## EXTRACT TO READ
##############################
The Centers for Disease Control and Prevention (CDC) has stated unequivocally that water fluoridation is “one of the ten great public health achievements of the 20th century.”
Why then are some communities fighting to remove the chemical from the public water supply?
Nanette Degroat, a resident of the Village of Walden, has organized a public informational meeting for this Thursday, May 2, to answer that question and others in advance of a decision by the Walden Village Board on whether or not to resume fluoridating the village water.
“They are medicating us without our permission. That’s a huge problem,” said Degroat.
Two years ago the board voted to reintroduce fluoride into the water supply, but work on the plant and storms delayed that action. The cost of adding the fluoride—about $4,000—was included in the village budget recently adopted. The village was on track to resume fluoridation of the village water this spring, but after objections from the public the Village Board decided to place a moratorium until a Town Hall meeting could be held on the debate.
According to the CDC, “nearly all naturally occurring water sources contain fluoride—a mineral that has been proven to prevent, and even reverse, tooth decay.” The fluoride helps to remineralize tooth surfaces and prevents cavities from continuing to form.
##############################
## Saved entries
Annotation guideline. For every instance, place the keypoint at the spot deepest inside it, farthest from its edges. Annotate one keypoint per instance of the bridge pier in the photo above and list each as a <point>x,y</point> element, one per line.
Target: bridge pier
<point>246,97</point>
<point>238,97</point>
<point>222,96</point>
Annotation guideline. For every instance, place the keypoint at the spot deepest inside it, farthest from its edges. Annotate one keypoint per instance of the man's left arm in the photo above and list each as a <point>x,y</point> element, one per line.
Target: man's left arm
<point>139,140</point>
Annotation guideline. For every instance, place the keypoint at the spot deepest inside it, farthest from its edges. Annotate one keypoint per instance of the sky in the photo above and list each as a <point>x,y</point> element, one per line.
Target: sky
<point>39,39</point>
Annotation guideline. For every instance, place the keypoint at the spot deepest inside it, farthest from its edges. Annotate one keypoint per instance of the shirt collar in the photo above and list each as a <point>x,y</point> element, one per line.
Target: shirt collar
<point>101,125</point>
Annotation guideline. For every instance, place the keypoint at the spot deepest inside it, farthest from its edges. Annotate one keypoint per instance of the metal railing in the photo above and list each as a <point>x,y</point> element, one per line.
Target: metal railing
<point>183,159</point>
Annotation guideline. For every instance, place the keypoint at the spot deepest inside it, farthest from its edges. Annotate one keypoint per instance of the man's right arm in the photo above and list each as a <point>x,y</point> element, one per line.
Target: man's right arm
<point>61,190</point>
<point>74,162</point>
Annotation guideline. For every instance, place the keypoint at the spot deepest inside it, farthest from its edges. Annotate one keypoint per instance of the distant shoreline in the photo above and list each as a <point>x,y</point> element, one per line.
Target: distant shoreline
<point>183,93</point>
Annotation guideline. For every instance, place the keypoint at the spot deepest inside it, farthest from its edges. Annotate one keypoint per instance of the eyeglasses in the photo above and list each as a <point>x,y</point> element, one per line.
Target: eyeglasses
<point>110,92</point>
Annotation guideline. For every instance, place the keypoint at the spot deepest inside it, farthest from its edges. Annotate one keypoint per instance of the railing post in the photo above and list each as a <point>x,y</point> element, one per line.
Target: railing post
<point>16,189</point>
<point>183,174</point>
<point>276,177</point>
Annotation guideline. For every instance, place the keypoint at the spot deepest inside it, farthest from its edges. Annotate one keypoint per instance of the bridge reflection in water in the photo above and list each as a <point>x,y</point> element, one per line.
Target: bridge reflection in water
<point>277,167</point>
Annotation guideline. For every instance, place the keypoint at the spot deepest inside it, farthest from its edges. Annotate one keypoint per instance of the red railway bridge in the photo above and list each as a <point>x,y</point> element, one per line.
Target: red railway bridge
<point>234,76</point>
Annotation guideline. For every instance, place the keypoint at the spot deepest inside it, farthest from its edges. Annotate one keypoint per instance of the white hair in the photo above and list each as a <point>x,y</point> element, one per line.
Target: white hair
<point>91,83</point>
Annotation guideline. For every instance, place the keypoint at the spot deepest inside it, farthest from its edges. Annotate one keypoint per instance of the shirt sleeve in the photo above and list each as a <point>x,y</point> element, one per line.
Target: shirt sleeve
##############################
## EXERCISE DESCRIPTION
In the article on the Walden fluoride debate, roughly how much does adding the fluoride cost?

## TASK SOLUTION
About $4,000.